The former Blur bassist and one-time legendary Soho party animal Alex James reckons the reason he curbed his notoriously excessive lifestyle was growing up and having children. The Noughties, he says, are less of a "party" decade than the Nineties.

However, while more people are abstaining from drinking, the reasons are complex, according to Dr Rachel Seabrook, research manager for the Institute of Alcohol Studies. "Drinking behaviour is complex and affected by many things, including cultural and economic factors. While the evidence that increasing numbers of people aren't drinking alcohol is very welcome, more research is needed into why," she says.

One reason for the spread of sobriety is almost certainly the growth of alternative lifestyle philosophies. "New puritanism" resurrects Cromwellian ideals of abstinence. Adherents shun the consumer society, binge drinking, junk food, smoking and cheap flights in favour of a more wholesome way of life.

--*--

### Goal 1:
Duplicate the rows from the first one down to and including the line with "(1087, 792)", leaving the pictures out of your copy.

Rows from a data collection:
--*--

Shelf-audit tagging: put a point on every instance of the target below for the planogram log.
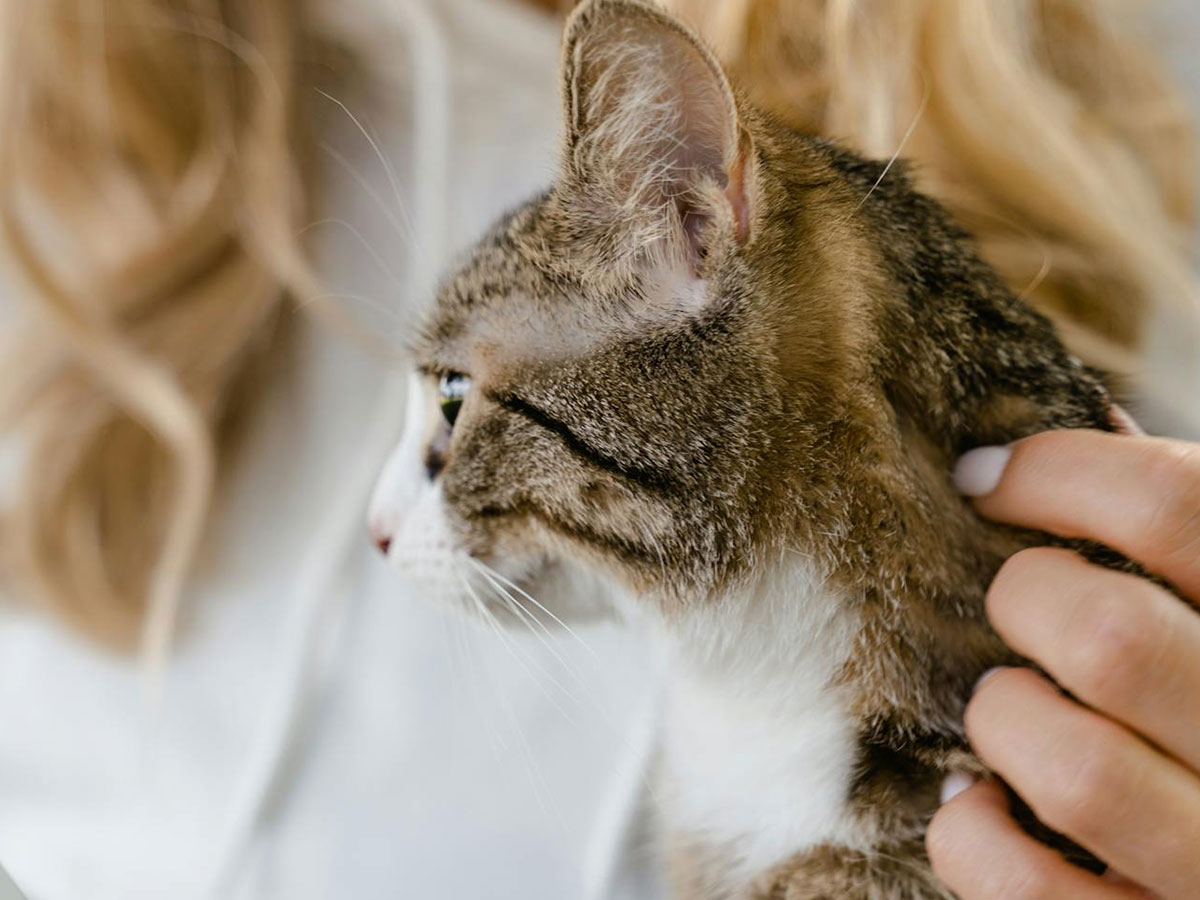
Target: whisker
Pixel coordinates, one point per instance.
(523, 659)
(366, 245)
(393, 181)
(489, 571)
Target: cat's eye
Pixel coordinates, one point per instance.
(451, 391)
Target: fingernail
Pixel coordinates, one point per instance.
(955, 784)
(985, 676)
(979, 471)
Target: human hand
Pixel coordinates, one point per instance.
(1119, 771)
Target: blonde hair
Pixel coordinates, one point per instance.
(153, 193)
(1044, 125)
(150, 198)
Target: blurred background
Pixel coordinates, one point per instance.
(220, 222)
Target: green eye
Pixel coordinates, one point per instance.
(451, 391)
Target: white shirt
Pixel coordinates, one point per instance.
(432, 757)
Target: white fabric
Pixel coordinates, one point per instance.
(433, 759)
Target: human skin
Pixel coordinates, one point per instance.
(1119, 769)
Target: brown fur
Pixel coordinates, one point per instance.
(851, 345)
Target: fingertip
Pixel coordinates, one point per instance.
(955, 784)
(978, 472)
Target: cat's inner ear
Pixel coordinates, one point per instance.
(653, 136)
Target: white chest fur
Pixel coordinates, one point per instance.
(759, 748)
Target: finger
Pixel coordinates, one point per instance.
(1089, 778)
(981, 853)
(1138, 495)
(1115, 641)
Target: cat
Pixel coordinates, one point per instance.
(719, 373)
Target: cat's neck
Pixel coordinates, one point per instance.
(759, 742)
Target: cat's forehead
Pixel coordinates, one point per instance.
(523, 293)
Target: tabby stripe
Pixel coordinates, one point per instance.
(649, 479)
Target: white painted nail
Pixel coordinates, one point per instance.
(979, 471)
(955, 784)
(1122, 421)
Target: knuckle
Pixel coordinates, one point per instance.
(1175, 520)
(1113, 648)
(1032, 880)
(1087, 792)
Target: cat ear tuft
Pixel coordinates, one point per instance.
(653, 137)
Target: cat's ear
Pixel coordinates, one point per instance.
(653, 137)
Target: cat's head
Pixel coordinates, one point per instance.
(625, 376)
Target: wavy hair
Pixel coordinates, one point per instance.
(153, 191)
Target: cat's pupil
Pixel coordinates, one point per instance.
(451, 390)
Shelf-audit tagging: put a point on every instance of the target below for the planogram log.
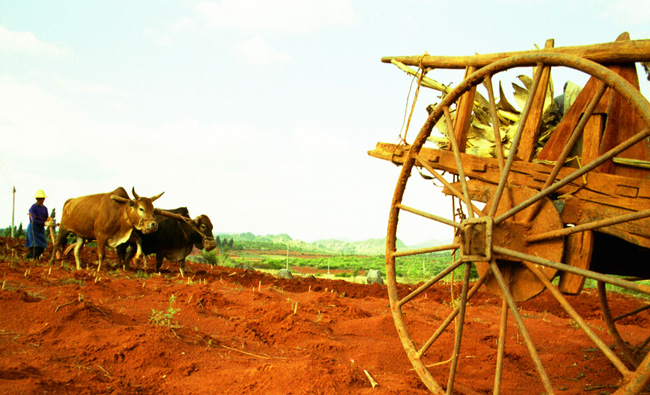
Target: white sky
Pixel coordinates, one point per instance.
(257, 113)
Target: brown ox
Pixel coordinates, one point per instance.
(108, 218)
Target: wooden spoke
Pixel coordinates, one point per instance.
(495, 121)
(444, 182)
(503, 326)
(462, 304)
(429, 215)
(428, 250)
(579, 320)
(429, 283)
(459, 163)
(522, 328)
(450, 317)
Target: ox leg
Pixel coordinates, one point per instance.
(59, 242)
(77, 250)
(120, 250)
(181, 264)
(101, 253)
(137, 259)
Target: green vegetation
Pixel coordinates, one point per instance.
(342, 259)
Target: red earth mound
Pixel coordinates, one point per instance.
(221, 330)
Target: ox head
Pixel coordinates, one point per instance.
(204, 225)
(140, 211)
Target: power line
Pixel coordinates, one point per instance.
(5, 173)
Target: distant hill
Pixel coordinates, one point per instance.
(329, 246)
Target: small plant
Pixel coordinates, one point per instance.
(210, 257)
(165, 318)
(142, 274)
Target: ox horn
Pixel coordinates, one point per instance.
(120, 199)
(153, 198)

--*--

### Goal 2:
In the excerpt on the spread of sobriety, what position does Dr Rachel Seabrook hold?

### Solution 1:
Shelf-audit tagging: put a point on every instance of the target below for the planogram log.
Target: whisker
Pixel coordinates, one point per instance.
(523, 659)
(366, 245)
(393, 181)
(489, 571)
Target: cat's eye
Pixel coordinates, one point per instance.
(451, 391)
Target: fingernail
Pixel coordinates, one point per instance.
(955, 784)
(985, 676)
(979, 471)
Target: human hand
Pixel coordinates, one point per instance.
(1119, 771)
Target: blonde hair
Pixel coordinates, one point per instance.
(153, 193)
(1044, 125)
(150, 198)
Target: blurred background
Pixel coordinates, one point per instance.
(220, 222)
Target: green eye
Pixel coordinates, one point per instance.
(451, 391)
Target: white shirt
Pixel coordinates, one point per instance.
(432, 757)
Target: white fabric
Pixel coordinates, one point per instance.
(433, 759)
Target: human skin
Pixel coordinates, one point per instance.
(1119, 769)
Target: brown fur
Pixel coordinates, one point per instance.
(851, 345)
Target: fingertip
Pixel coordinates, one point per instance.
(955, 784)
(978, 472)
Target: cat's inner ear
Pixel coordinates, one point per instance.
(653, 136)
Target: white chest fur
Pixel coordinates, one point per instance.
(759, 748)
Target: finger
Pixel coordinates, one point per instance.
(1089, 778)
(981, 853)
(1138, 495)
(1115, 641)
Target: cat
Pixel coordinates, one point per instance.
(719, 373)
Target: cat's neck
Pixel coordinates, one point per instance.
(759, 742)
Target: cat's forehead
Pixel coordinates, one point per instance.
(523, 293)
Target: tabby stripe
Pixel coordinates, one point per instance.
(649, 479)
Target: white painted nail
Pixel coordinates, one point per instance.
(979, 471)
(955, 784)
(1122, 421)
Target: knuckle
Pixel coordinates, one point per instance.
(1175, 520)
(1113, 648)
(1032, 880)
(1087, 792)

### Solution 2:
She is research manager for the Institute of Alcohol Studies.